> TASK TO CARRY OUT
Report every line in the records below that contains the word "outline", copying each such line in full.

> DATASET CONTENT
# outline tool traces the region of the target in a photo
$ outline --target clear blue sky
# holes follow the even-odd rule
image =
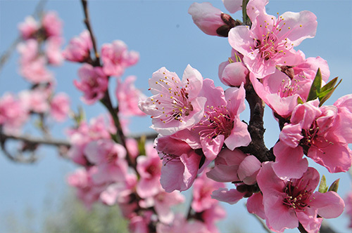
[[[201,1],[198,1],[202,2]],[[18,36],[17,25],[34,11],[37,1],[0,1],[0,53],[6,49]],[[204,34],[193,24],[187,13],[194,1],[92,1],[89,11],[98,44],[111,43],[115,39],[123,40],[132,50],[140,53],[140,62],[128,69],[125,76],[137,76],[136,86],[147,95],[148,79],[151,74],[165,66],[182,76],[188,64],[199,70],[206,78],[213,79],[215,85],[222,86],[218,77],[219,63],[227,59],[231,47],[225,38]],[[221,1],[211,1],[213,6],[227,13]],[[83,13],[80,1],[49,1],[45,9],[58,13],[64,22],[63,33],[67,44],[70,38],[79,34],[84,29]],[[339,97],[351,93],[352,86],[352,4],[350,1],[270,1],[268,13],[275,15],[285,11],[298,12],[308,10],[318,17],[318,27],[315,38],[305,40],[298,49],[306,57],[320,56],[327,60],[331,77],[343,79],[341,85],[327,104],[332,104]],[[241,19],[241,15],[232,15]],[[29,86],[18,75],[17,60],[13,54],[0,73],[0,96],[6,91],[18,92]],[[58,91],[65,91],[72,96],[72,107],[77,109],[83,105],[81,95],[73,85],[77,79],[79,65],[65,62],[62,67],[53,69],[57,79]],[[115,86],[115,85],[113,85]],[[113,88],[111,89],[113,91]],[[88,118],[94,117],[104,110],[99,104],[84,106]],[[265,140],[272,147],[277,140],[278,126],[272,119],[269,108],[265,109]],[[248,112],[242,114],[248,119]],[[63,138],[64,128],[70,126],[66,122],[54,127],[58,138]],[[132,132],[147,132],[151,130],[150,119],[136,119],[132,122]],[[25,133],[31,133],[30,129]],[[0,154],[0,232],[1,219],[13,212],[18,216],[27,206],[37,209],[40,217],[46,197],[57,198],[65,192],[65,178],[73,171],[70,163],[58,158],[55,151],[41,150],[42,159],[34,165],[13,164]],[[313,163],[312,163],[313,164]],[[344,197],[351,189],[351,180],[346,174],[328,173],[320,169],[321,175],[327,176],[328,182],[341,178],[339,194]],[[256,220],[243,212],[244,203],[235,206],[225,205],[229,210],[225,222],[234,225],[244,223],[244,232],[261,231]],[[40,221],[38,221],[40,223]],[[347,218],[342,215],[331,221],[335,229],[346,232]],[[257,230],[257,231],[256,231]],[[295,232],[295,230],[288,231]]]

...

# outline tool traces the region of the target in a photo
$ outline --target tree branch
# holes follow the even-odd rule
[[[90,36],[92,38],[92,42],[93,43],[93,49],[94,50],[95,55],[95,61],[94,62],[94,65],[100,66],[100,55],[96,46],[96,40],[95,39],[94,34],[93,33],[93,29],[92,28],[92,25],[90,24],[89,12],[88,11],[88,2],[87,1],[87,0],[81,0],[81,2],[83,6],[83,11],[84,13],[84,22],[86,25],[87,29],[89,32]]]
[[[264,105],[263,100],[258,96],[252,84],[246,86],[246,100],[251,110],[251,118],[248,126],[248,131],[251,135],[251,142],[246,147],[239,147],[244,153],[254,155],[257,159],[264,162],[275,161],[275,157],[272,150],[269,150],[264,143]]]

> SOLUTION TO THIS EXERCISE
# outline tool traces the region of the target in a photo
$ outline --target clear blue sky
# outline tool traces the region of the target in a photo
$ outline --target tree branch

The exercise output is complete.